Os adultos que foram envergonhados em criança encontram-se quase sempre na
defensiva mesmo em situações onde não há qualquer ameaça presente à sua
integridade. Sofrem sentimentos de humilhação profundos se alguém lhes faz
notar que cometeram um erro ou não fizeram um trabalho perfeito. Para um adulto
que passou por uma experiência de vergonha na infância, não há erros menores.
Ou se erra, ou não se erra.
6.1.
Estes adultos sentem-se com frequência inadequados ou inaptos para a vida em
sociedade. Quando cometem um erro, não pensam “cometi um erro”. Em vez disso
preferem pensar “Estou sempre a cometer erros. Sou um erro.”
7.
Os adultos que foram envergonhados em criança culpam outros antes que alguém os
possa culpar a eles.
7.1.
Podem, por exemplo, esquecer-se das chaves do carro e, antes de dizer que o
fizeram perguntam a quem esteja com eles “viste as chaves do meu carro?”
8.
Os adultos que foram envergonhados em criança podem sofrer de um sentimento de
culpa debilitante. São pessoas que continuamente pedem desculpa. Assumem total
responsabilidade pelo comportamento dos outros à sua volta.
8.1.
É o caso da mãe que apresenta um filho a alguém e começa logo por pedir
desculpa pelo comportamento do filho. Ou a pessoa que aborda um estranho na rua
para pedir informações e começa o diálogo com “desculpe....”
9.
Os adultos que foram envergonhados em criança sentem não pertencer na
sociedade. Um sentimento de solidão permeia todo o seu ser, mesmo quando se
encontram rodeados de pessoas que gostam deles.
9.1.
Quando uma criança corre para um adulto à espera de um abraço e não o obtém,
por exemplo. Quando um pai diz “deixa-me em paz”. O sentimento de não ser
merecedor é avassalador.
10.
Os adultos que foram envergonhados em criança projectam os seus sentimentos
sobre quem são de verdade nos outros. Dedicam-se a “adivinhar” o que os outros
pensam de uma forma destrutiva.
10.1.
A pessoa que faz, ou não faz, algo porque já sabe como os outros irão reagir, e
será sempre uma reacção que lhes é desfavorável.
11.
Os adultos que foram envergonhados em criança sentem-se com frequência
enraivecidos e bastante críticos dos comportamentos dos outros, sobretudo
quando observam nos outros qualidades negativas que sabem também possuir. Isto
leva a uma necessidade de envergonhar os outros, criticando e falando mal nas
suas costas.
11.1.
Isto vê-se mais frequentemente nos relacionamentos íntimos. O adulto começa a
tomar consciência dos “defeitos” do outro e inicialmente tenta modificá-lo,
envergonhando-o.
12.
Os adultos que foram envergonhados em criança sentem-se feios, imperfeitos e
com defeitos. Isto pode levar o adulto a focar a sua atenção na roupa que
veste, nas pessoas com quem se relaciona, ma maquilhagem que utiliza, por forma
a esconder os defeitos que vê em si.

- INSTRUÇÃO DADA 1 -
Cite do texto sobre os adultos envergonhados em criança o trecho entre "Estes adultos sentem-se" e "à sua volta.", inclusive.

- LISTAGEM -
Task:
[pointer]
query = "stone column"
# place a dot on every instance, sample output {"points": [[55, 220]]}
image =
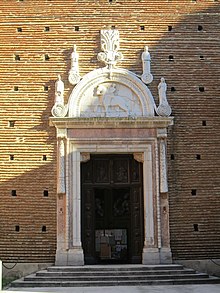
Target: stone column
{"points": [[62, 234], [165, 251], [150, 253], [75, 252]]}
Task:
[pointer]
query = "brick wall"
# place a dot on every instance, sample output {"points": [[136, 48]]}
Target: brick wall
{"points": [[183, 38]]}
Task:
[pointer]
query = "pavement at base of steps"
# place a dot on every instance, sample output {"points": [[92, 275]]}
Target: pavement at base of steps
{"points": [[123, 289]]}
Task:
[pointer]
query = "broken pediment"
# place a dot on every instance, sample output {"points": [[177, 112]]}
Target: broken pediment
{"points": [[110, 91]]}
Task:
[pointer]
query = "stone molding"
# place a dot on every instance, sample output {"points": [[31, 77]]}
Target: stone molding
{"points": [[142, 122]]}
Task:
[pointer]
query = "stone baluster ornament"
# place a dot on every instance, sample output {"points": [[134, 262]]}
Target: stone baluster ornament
{"points": [[163, 109], [74, 76], [146, 77], [59, 109]]}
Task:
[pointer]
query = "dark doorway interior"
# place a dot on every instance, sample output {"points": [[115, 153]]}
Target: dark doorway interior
{"points": [[112, 209]]}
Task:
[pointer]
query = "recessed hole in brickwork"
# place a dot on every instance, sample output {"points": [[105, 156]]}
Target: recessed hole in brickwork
{"points": [[46, 57], [13, 192], [171, 58], [11, 157], [201, 89], [46, 193], [17, 57], [196, 227], [193, 192], [11, 123], [44, 229]]}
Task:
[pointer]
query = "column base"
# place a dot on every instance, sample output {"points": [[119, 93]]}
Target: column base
{"points": [[71, 257], [151, 256], [165, 256]]}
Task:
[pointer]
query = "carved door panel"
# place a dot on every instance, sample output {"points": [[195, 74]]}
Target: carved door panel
{"points": [[112, 200]]}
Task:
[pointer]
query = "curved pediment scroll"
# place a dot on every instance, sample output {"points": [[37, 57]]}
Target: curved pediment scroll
{"points": [[120, 94]]}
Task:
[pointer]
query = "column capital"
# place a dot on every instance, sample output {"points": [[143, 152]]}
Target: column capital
{"points": [[84, 157], [61, 133], [139, 157]]}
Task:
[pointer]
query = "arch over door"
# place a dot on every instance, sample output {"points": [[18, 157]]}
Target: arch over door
{"points": [[112, 200]]}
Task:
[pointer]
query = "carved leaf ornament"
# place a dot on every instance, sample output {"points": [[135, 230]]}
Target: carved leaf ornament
{"points": [[111, 91]]}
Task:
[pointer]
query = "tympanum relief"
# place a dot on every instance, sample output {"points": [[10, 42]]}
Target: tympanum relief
{"points": [[110, 91], [110, 100]]}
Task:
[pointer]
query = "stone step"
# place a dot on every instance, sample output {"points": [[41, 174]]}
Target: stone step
{"points": [[114, 268], [113, 273], [101, 283], [116, 278]]}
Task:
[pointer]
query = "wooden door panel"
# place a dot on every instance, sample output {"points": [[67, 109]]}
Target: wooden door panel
{"points": [[112, 199]]}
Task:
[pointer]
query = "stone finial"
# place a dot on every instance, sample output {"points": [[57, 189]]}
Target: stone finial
{"points": [[146, 77], [110, 46], [59, 109], [74, 76], [59, 91], [163, 108]]}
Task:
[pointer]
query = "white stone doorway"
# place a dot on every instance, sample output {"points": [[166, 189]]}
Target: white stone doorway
{"points": [[145, 139]]}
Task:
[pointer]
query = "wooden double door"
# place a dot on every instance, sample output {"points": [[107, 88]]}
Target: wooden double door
{"points": [[112, 209]]}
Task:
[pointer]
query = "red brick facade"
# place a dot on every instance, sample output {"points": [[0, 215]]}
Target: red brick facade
{"points": [[37, 38]]}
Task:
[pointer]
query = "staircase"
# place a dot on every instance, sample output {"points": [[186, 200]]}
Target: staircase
{"points": [[114, 275]]}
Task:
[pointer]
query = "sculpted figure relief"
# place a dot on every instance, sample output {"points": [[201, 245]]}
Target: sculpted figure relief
{"points": [[108, 97], [146, 77]]}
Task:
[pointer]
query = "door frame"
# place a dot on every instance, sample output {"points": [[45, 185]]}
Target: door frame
{"points": [[136, 208], [145, 138]]}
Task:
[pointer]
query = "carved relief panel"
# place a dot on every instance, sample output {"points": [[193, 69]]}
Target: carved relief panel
{"points": [[110, 99]]}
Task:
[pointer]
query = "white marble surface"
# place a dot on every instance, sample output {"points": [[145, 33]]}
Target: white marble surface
{"points": [[130, 289]]}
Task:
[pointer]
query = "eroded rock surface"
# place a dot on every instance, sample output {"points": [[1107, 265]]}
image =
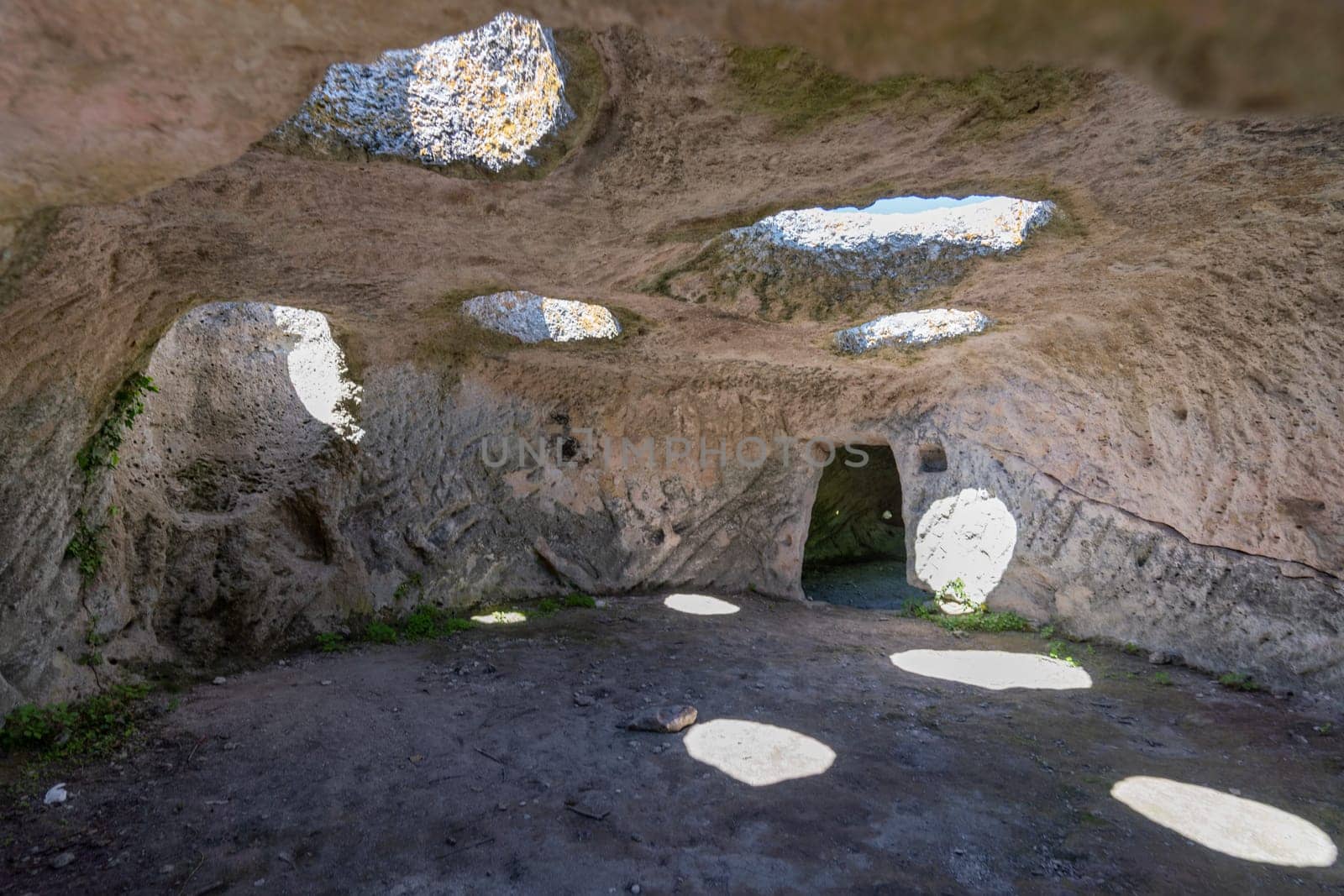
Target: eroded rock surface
{"points": [[487, 97], [1156, 406]]}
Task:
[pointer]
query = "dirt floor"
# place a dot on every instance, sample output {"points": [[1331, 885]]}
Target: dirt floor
{"points": [[496, 762]]}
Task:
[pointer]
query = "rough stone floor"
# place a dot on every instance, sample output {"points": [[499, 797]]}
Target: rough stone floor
{"points": [[877, 584], [470, 766]]}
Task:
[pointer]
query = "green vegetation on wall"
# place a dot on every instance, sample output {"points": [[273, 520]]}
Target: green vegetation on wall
{"points": [[127, 405]]}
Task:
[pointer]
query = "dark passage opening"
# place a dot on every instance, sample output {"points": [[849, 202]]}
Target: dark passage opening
{"points": [[857, 540]]}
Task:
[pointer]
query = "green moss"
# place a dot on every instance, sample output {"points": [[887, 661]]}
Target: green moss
{"points": [[331, 641], [585, 89], [1240, 681], [801, 94], [381, 633], [87, 546], [407, 586]]}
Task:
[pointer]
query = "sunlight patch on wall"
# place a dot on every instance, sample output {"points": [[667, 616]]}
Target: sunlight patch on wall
{"points": [[318, 371], [994, 669], [1227, 824], [968, 537], [757, 754]]}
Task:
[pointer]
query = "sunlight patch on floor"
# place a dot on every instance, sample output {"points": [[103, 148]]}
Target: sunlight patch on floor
{"points": [[994, 669], [1226, 824], [699, 605], [757, 754]]}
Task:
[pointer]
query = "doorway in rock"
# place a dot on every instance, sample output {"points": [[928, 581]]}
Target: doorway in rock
{"points": [[855, 553]]}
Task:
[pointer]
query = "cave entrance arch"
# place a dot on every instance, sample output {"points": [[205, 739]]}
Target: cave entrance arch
{"points": [[855, 553]]}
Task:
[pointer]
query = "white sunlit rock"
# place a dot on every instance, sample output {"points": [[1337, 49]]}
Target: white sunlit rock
{"points": [[318, 369], [992, 226], [699, 605], [535, 318], [968, 537], [911, 328], [486, 96]]}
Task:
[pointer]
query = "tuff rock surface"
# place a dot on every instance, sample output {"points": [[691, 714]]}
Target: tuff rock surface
{"points": [[1158, 406]]}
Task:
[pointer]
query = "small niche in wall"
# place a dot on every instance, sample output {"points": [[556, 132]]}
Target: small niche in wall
{"points": [[932, 458]]}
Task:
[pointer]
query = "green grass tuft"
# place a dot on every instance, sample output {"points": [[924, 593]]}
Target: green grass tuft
{"points": [[1240, 681], [331, 642]]}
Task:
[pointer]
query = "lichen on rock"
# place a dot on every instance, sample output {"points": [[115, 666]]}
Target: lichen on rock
{"points": [[535, 318], [486, 97], [911, 328]]}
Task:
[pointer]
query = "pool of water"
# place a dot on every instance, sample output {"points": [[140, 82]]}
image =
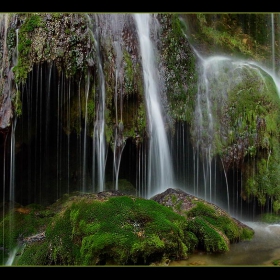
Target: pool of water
{"points": [[262, 250]]}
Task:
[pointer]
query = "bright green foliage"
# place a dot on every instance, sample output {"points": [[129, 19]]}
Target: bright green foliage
{"points": [[22, 222], [205, 223], [209, 239], [122, 229]]}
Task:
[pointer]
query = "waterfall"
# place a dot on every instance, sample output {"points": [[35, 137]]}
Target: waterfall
{"points": [[160, 175], [99, 127], [273, 43]]}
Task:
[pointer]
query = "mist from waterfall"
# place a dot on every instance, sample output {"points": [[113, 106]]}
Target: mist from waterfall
{"points": [[160, 176]]}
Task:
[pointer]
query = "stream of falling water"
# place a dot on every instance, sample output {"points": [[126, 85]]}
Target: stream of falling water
{"points": [[160, 168]]}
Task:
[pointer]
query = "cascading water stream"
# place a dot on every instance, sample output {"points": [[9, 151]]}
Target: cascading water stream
{"points": [[160, 170], [99, 127]]}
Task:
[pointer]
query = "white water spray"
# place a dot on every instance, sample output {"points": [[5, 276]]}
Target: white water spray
{"points": [[160, 175]]}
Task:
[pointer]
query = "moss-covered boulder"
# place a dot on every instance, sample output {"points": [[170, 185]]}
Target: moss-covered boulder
{"points": [[110, 228]]}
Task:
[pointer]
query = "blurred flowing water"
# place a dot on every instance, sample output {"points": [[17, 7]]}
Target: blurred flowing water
{"points": [[262, 250]]}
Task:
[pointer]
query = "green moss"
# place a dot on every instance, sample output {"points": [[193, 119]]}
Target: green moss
{"points": [[206, 216]]}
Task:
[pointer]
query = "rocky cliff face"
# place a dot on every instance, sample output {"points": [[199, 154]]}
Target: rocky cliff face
{"points": [[63, 74]]}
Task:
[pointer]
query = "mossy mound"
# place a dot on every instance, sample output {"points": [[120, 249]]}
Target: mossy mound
{"points": [[110, 228]]}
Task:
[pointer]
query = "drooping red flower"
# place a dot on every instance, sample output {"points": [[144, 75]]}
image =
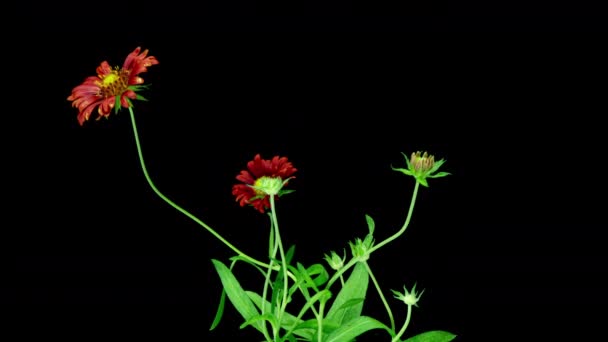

- INSTRUÇÃO DADA 2 -
Apresente cada linha dos registos em que figura a palavra "molding".

- RESPOSTA ESPERADA 1 -
Estes adultos sentem-se com frequência inadequados ou inaptos para a vida em
sociedade. Quando cometem um erro, não pensam “cometi um erro”. Em vez disso
preferem pensar “Estou sempre a cometer erros. Sou um erro.”
7.
Os adultos que foram envergonhados em criança culpam outros antes que alguém os
possa culpar a eles.
7.1.
Podem, por exemplo, esquecer-se das chaves do carro e, antes de dizer que o
fizeram perguntam a quem esteja com eles “viste as chaves do meu carro?”
8.
Os adultos que foram envergonhados em criança podem sofrer de um sentimento de
culpa debilitante. São pessoas que continuamente pedem desculpa. Assumem total
responsabilidade pelo comportamento dos outros à sua volta.

- RESPOSTA ESPERADA 2 -
query = "stone molding"
Target: stone molding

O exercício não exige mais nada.